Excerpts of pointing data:
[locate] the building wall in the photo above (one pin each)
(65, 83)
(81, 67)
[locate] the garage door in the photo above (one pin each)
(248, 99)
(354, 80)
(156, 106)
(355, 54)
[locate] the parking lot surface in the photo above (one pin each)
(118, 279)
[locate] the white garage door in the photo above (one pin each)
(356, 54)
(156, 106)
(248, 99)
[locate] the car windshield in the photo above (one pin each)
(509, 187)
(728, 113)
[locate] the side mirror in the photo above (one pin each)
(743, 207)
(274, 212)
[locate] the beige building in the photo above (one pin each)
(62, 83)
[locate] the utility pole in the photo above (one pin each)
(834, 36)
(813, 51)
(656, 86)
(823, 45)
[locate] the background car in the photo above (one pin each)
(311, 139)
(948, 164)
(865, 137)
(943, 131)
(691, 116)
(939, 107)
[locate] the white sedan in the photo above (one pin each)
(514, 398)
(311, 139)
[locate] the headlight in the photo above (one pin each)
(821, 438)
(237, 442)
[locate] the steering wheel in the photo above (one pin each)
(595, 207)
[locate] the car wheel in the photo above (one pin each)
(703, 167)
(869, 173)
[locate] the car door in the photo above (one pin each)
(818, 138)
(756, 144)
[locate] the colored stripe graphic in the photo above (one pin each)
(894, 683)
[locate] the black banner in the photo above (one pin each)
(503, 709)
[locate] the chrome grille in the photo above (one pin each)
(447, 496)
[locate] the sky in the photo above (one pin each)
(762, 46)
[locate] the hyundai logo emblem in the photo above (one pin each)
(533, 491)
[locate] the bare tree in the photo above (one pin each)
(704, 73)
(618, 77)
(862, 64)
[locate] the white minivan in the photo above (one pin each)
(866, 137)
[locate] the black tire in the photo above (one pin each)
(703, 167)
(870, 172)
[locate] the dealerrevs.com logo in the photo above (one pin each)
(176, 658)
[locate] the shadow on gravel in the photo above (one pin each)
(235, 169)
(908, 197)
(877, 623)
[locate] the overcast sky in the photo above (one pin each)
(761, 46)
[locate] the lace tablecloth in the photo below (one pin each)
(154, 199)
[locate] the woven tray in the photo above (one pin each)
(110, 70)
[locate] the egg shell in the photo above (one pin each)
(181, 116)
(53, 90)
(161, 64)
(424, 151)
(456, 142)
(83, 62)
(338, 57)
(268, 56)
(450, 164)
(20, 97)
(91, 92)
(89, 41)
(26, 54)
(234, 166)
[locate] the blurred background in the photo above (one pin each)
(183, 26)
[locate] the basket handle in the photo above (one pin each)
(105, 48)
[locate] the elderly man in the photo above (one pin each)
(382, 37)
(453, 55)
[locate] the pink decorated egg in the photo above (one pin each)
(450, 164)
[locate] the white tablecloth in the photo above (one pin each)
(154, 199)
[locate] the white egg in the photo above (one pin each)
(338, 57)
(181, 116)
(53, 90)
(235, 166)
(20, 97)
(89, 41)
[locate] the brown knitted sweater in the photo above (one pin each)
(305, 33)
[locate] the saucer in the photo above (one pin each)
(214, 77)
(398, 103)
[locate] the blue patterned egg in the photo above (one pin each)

**Given instruction:** Could you arrange every line of the records, from the one containing "[locate] the lace" through the end, inclusive, as a numbered list with blank lines left out?

**Finished exercise:**
1. [locate] the lace tablecloth in the photo below (one pin each)
2. (154, 199)
3. [locate] the woven tray in the photo above (one pin each)
4. (110, 70)
5. [locate] the egg shell in the photo above (one pin each)
6. (181, 116)
7. (53, 90)
8. (161, 64)
9. (424, 151)
10. (456, 142)
11. (83, 62)
12. (338, 57)
13. (268, 56)
14. (450, 164)
15. (20, 97)
16. (91, 92)
17. (89, 41)
18. (26, 54)
19. (234, 166)
20. [locate] the blurred background in the photo above (one pin each)
21. (183, 26)
22. [locate] the basket handle in the photo above (one pin each)
23. (105, 48)
24. [locate] the elderly man in the photo above (one pin each)
25. (382, 37)
26. (453, 55)
27. [locate] the pink decorated egg in the photo above (one pin each)
28. (450, 164)
29. [locate] the white tablecloth in the photo above (one pin each)
30. (154, 199)
31. [locate] the white egg in the photo above (one pin each)
32. (338, 57)
33. (181, 116)
34. (53, 90)
35. (235, 166)
36. (20, 97)
37. (89, 41)
38. [locate] the brown knitted sweater in the photo above (one pin each)
39. (305, 33)
40. [locate] the saucer in the photo above (one pin each)
41. (214, 77)
42. (398, 103)
43. [locate] the blue patterned egg in the photo above (one pin each)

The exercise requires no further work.